(What you have to do)
Pull out each line of the data that includes the word "below".

(Data section)
::::::::::
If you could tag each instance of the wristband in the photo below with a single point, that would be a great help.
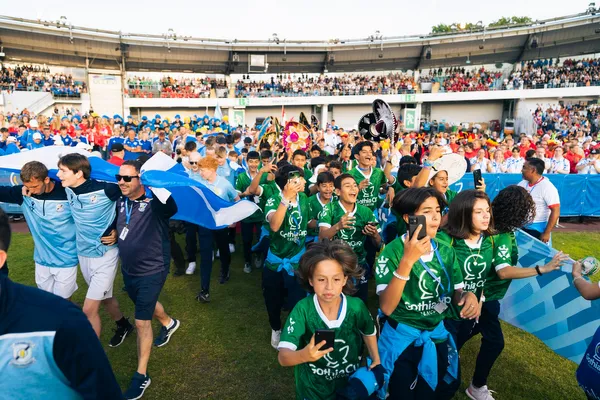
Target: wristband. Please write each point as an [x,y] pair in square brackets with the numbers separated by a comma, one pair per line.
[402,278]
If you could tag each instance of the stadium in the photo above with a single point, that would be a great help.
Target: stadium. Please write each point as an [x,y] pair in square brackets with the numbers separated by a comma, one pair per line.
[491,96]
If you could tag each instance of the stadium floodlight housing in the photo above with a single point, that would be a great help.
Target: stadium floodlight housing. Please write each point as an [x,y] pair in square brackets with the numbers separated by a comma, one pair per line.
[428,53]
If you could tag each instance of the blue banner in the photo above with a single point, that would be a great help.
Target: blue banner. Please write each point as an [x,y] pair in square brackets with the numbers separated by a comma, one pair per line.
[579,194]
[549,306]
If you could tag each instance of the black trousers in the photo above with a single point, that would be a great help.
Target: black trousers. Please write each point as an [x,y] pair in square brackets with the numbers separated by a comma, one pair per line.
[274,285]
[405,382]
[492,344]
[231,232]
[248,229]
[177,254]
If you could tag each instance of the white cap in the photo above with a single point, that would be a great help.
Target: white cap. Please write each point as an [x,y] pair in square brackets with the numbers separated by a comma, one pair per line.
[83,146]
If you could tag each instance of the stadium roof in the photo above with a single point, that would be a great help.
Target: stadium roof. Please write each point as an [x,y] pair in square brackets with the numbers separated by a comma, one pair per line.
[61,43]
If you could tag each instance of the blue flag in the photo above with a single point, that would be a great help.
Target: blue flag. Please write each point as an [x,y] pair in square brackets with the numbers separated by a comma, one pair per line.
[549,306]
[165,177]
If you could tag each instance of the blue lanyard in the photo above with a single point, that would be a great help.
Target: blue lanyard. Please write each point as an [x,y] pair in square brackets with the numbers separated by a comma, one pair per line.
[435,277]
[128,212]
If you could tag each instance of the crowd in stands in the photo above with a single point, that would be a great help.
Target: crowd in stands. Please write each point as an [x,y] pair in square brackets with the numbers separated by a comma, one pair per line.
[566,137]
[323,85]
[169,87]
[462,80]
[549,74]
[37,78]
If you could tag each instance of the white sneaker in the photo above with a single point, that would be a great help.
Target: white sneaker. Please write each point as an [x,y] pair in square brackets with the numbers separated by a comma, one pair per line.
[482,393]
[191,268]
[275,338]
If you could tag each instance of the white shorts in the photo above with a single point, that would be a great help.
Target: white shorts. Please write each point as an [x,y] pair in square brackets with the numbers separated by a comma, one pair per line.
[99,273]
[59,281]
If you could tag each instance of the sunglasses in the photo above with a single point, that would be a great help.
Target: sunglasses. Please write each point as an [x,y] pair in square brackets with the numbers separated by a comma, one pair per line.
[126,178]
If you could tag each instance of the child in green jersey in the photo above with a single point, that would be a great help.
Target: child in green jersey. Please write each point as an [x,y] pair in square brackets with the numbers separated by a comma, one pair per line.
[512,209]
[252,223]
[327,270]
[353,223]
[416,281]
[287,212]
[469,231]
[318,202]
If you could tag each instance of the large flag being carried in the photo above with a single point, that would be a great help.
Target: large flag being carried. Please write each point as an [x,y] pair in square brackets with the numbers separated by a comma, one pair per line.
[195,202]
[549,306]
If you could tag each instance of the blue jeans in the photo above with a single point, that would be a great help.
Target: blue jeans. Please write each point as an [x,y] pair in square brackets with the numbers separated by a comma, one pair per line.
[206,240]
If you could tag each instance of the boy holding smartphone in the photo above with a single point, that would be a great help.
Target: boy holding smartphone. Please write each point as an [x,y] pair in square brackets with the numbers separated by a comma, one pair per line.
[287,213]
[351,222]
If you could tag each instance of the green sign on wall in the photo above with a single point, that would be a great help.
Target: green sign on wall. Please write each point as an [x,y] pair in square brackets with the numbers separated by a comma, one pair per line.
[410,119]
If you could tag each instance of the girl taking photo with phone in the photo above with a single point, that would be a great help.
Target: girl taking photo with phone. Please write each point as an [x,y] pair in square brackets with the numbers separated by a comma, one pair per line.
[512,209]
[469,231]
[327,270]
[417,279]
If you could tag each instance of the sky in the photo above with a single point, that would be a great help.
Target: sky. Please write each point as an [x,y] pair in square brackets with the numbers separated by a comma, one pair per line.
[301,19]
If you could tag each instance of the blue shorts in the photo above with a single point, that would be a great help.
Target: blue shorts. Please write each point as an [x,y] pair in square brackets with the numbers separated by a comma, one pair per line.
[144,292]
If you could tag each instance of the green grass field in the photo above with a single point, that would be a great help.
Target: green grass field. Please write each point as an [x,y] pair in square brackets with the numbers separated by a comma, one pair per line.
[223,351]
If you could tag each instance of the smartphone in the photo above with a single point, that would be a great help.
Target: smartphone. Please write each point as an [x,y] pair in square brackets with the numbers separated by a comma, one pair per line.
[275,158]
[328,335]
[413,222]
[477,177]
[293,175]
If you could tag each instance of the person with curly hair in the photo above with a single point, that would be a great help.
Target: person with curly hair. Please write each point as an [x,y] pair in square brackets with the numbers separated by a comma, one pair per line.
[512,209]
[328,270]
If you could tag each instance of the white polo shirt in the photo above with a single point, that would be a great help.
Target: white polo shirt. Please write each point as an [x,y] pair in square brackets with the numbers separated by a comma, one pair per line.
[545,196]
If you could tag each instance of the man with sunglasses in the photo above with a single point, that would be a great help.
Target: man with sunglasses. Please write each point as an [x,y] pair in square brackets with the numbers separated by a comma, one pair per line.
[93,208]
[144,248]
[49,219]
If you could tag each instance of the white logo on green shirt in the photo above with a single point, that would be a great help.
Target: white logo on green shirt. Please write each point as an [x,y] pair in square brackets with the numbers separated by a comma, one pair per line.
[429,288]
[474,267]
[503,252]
::::::::::
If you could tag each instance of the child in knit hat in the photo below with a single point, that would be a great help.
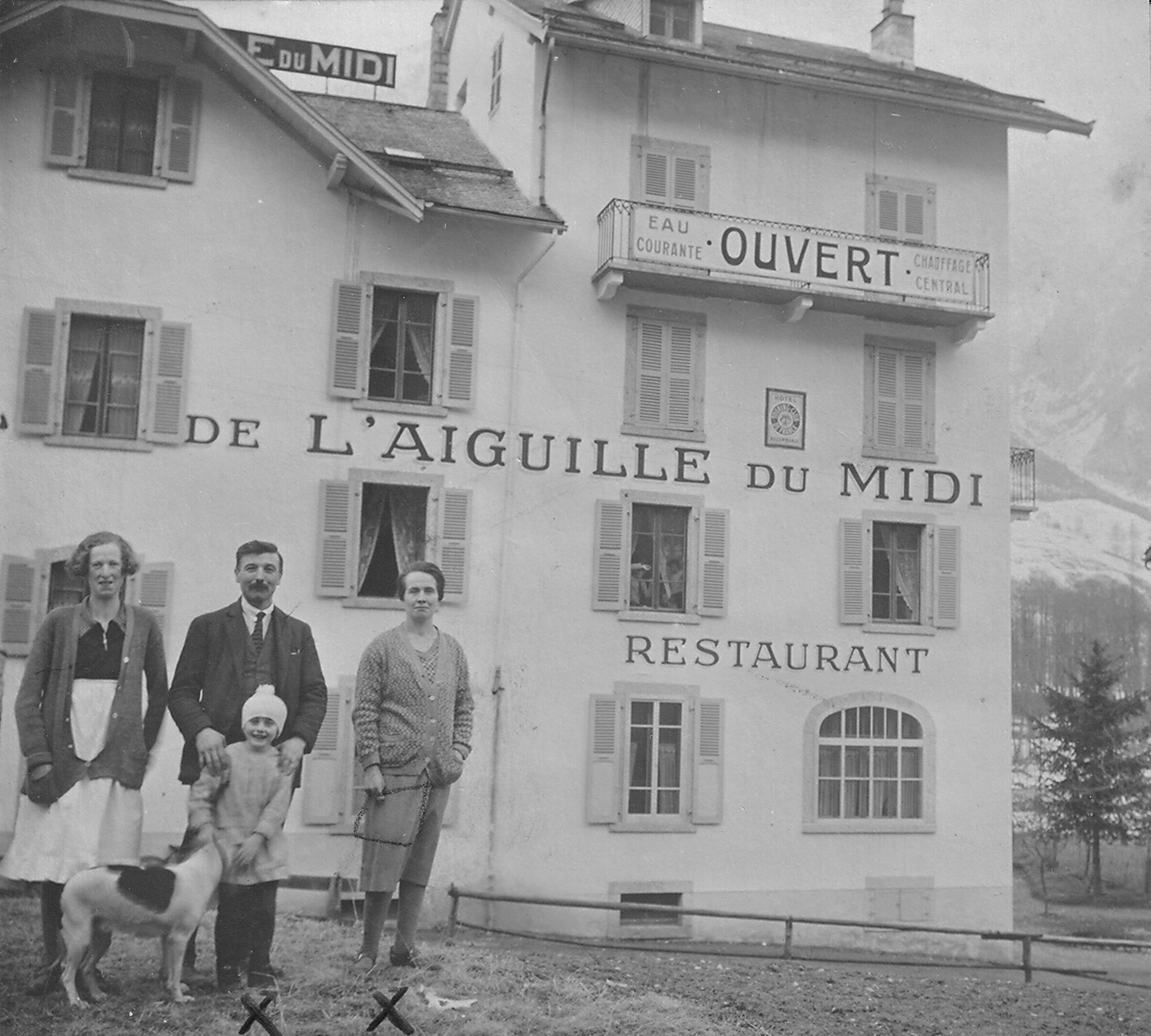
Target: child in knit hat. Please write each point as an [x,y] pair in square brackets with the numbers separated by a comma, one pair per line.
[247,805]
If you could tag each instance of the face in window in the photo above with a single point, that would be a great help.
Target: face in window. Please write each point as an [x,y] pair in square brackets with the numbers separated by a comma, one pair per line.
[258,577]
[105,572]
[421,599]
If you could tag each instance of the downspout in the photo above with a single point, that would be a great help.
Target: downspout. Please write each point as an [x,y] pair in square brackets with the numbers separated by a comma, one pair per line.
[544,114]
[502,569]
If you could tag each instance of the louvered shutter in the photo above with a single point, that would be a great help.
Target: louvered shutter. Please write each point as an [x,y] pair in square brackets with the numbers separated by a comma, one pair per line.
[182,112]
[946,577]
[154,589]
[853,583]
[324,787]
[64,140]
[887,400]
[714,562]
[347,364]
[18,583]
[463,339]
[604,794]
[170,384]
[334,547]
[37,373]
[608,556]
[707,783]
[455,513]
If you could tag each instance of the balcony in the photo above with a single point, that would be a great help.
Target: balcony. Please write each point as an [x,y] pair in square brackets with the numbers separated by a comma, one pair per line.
::::::::::
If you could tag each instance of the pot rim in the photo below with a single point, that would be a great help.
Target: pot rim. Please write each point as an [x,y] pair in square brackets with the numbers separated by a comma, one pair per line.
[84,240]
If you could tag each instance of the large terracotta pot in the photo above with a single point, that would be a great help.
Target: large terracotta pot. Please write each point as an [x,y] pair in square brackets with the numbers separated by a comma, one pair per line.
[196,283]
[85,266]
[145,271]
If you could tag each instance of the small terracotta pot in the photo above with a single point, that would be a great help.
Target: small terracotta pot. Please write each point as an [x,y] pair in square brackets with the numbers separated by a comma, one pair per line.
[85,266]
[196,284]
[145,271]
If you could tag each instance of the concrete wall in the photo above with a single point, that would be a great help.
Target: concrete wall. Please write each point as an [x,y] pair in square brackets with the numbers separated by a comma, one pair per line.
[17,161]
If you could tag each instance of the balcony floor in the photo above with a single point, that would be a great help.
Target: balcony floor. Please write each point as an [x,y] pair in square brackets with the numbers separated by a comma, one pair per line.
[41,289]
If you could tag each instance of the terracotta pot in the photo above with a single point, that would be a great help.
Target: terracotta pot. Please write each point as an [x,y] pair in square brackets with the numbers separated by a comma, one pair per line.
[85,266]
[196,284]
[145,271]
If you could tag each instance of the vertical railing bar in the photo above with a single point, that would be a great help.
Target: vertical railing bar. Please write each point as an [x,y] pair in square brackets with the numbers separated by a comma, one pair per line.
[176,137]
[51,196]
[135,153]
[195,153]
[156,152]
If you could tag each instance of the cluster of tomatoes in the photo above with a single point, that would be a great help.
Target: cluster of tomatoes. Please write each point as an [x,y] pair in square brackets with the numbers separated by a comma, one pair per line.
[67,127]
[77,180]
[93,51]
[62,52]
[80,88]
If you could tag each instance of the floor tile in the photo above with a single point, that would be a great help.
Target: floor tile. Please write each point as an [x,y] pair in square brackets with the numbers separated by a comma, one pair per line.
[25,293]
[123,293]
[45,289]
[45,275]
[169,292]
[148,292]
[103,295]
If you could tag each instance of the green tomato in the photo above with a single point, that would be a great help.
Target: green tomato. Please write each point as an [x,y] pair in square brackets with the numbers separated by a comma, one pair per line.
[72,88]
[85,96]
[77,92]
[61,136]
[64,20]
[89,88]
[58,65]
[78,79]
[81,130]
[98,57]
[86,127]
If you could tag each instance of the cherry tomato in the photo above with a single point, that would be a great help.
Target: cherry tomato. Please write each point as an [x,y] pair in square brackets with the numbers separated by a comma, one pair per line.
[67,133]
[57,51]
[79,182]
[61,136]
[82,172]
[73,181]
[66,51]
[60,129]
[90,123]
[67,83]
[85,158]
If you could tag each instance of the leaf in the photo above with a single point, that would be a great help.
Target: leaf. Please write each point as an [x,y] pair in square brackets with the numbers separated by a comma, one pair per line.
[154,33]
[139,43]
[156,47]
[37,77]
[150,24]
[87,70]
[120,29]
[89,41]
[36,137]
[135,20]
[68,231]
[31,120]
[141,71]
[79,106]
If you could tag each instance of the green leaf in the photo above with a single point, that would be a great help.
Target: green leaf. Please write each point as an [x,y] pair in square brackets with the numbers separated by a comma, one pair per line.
::::::::::
(Exercise response)
If you could tag each instance of the wristband in the photo below with a single point, that would be a great help.
If you could tag each instance of the child in knit hat in the photo below with a single point, that would be a great help.
If you could tag each instance of the pot rim in the photo below with a single point, that would be a great help.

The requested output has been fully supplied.